Raw records
★ ★ ★ ★ ★ ★ ★

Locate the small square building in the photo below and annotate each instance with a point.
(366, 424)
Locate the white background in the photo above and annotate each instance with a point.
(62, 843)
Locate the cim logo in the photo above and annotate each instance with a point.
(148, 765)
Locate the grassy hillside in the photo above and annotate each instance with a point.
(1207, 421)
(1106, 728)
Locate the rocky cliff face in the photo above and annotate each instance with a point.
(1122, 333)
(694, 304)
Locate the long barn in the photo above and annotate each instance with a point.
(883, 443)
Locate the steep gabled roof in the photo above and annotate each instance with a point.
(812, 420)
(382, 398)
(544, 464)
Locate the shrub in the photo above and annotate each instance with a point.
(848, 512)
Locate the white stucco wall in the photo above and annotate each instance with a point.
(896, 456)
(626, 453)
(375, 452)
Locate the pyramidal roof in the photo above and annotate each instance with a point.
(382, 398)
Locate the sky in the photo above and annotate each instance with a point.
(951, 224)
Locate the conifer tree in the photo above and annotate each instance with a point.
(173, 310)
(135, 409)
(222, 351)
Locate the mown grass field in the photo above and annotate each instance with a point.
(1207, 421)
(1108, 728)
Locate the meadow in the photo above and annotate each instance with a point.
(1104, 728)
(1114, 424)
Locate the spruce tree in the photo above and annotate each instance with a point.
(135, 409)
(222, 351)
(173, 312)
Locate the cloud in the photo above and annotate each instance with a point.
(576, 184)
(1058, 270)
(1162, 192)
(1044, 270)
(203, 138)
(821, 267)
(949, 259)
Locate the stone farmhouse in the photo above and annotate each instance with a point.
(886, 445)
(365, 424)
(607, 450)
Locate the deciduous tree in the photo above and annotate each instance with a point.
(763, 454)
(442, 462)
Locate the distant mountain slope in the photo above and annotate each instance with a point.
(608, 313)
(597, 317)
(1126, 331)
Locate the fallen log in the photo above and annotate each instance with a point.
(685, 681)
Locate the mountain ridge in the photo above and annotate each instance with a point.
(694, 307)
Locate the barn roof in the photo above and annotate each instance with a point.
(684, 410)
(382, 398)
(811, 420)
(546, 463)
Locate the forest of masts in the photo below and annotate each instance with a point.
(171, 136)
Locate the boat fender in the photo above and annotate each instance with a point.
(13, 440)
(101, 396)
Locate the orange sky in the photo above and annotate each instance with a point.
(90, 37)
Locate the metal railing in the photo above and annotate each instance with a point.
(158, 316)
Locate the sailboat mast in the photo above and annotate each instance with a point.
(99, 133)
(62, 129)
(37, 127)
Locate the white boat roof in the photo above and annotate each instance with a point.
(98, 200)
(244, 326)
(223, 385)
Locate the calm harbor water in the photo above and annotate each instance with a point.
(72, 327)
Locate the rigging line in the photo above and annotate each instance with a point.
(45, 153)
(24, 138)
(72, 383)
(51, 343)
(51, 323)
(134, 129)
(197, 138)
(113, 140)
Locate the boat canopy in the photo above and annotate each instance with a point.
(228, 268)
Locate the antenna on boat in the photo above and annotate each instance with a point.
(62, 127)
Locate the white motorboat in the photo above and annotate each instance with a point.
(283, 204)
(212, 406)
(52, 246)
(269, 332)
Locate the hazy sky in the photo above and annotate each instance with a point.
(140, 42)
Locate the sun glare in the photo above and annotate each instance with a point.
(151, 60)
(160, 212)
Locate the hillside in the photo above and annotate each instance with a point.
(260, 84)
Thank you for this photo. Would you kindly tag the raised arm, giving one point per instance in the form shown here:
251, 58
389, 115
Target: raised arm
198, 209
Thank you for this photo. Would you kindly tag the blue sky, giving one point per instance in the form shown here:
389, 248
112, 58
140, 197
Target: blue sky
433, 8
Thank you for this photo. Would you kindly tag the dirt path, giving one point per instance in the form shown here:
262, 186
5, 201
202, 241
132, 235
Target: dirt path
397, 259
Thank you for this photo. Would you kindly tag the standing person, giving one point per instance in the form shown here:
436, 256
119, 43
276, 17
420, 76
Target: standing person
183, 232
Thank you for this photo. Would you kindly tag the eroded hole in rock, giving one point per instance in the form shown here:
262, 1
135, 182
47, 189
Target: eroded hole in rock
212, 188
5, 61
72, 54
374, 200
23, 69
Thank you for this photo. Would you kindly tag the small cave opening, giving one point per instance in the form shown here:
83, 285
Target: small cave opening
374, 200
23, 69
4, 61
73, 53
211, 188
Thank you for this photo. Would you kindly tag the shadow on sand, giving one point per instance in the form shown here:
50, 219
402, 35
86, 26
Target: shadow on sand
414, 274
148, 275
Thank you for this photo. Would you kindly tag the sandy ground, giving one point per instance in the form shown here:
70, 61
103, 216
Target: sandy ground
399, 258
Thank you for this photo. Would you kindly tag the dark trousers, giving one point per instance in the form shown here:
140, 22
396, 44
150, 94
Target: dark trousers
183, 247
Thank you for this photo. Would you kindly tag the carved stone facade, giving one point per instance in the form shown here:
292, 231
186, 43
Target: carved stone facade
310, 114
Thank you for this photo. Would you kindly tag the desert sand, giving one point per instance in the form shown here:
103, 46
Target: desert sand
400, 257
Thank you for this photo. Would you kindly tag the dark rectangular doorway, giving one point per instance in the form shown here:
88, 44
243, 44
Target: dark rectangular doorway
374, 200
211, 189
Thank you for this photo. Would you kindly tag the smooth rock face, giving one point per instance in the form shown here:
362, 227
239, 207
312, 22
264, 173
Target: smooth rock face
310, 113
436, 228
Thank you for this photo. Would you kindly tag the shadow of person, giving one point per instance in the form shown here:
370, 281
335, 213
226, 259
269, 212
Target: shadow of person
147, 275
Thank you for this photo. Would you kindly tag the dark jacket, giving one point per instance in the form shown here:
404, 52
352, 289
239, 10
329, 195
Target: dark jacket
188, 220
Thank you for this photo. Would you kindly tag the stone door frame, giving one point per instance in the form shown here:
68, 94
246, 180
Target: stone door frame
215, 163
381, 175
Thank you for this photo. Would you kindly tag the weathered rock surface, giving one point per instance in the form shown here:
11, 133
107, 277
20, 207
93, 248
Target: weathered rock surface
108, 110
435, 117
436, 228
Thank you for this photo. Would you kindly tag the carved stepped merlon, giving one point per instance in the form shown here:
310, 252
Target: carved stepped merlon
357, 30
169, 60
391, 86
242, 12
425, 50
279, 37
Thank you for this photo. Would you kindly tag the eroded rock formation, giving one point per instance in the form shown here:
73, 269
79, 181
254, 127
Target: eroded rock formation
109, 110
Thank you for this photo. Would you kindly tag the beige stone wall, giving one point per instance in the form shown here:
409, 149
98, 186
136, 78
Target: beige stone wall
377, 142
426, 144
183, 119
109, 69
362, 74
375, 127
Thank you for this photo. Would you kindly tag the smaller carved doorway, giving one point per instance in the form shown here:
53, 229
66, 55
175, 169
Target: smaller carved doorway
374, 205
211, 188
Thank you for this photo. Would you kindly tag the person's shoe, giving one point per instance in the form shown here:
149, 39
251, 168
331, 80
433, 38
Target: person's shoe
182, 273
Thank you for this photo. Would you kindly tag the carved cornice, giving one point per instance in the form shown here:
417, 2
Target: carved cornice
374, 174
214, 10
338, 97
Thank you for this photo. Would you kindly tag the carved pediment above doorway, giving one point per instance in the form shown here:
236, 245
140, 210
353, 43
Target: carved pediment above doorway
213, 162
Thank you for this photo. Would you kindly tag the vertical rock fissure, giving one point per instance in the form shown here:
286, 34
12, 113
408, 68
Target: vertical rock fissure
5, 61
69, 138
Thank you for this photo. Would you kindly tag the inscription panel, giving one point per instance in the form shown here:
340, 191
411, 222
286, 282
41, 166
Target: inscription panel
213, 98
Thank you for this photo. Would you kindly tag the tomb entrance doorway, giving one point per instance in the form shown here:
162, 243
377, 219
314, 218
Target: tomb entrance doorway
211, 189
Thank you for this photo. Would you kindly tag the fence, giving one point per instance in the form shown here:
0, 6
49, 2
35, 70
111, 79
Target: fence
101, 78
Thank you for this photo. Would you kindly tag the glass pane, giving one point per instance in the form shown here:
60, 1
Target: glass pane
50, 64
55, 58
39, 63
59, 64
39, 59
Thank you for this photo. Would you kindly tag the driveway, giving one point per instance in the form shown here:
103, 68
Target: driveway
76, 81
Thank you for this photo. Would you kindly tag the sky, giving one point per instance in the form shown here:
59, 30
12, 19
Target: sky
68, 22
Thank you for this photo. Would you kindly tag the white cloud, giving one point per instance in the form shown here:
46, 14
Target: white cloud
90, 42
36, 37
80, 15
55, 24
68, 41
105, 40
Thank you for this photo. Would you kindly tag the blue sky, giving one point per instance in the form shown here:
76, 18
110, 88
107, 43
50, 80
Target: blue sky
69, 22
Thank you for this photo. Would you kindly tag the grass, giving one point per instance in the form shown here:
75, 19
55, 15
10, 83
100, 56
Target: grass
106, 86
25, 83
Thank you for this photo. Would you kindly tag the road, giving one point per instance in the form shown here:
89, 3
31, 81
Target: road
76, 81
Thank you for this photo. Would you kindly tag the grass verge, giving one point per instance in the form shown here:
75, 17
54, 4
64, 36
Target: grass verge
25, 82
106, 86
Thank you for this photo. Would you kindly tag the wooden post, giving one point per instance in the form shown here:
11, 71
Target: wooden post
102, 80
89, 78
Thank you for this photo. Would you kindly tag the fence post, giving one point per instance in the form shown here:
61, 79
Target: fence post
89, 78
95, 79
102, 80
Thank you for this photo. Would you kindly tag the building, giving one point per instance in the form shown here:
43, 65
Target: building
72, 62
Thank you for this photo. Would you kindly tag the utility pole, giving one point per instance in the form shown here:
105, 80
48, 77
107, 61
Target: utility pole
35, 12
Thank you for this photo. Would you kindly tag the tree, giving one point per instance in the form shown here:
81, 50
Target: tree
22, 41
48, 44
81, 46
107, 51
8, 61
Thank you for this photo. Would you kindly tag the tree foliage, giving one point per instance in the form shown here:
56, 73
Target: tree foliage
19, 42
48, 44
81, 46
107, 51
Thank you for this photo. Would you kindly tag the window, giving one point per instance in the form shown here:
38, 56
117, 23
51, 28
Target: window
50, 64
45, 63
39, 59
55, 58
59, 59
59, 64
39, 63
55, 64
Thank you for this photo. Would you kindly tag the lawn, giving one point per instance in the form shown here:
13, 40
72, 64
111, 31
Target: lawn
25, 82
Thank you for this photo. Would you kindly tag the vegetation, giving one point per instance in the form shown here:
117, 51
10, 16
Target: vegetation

★ ★ ★ ★ ★ ★ ★

Repeat exactly the lines from the one containing "fence post, giving" through the last line of the records above, both included, and nothing else.

Thank you for this photo. Would you kindly tag the fence post, giving one point per instance in the form shown here:
61, 79
Target: fence post
89, 78
95, 79
102, 80
Thank you for this photo. Would you kindly tag the building, giving one point per instance in the form shown here:
43, 65
Target: building
72, 62
Thank you for this photo. Would you kindly tag the utility pole, giving one point per instance in the form shown here:
105, 80
48, 77
107, 61
Target: utility pole
35, 12
Thank you for this photo. Would you kindly tag the tree, giving one point per instance in the form shown here:
81, 50
Target: tree
22, 41
48, 44
81, 46
107, 51
8, 61
Thank you for this photo. Would you kindly tag the tree foliage, giving one point per instance in the form shown here:
56, 73
Target: tree foliage
19, 42
48, 44
81, 46
107, 51
Thank you for this photo. Would you kindly tag the window, giving one point per instance in the form shown here:
38, 56
117, 23
51, 28
Target: window
50, 64
45, 63
39, 59
55, 58
59, 59
59, 64
39, 63
55, 64
Thank you for this photo. Would you kindly tag the lawn, giving one point per instance in the form shown here:
13, 40
72, 64
111, 31
Target: lawn
25, 82
Thank you for this photo. Would you kindly tag the vegetation, giving one point per instance in the form shown here:
117, 51
10, 16
Target: vegetation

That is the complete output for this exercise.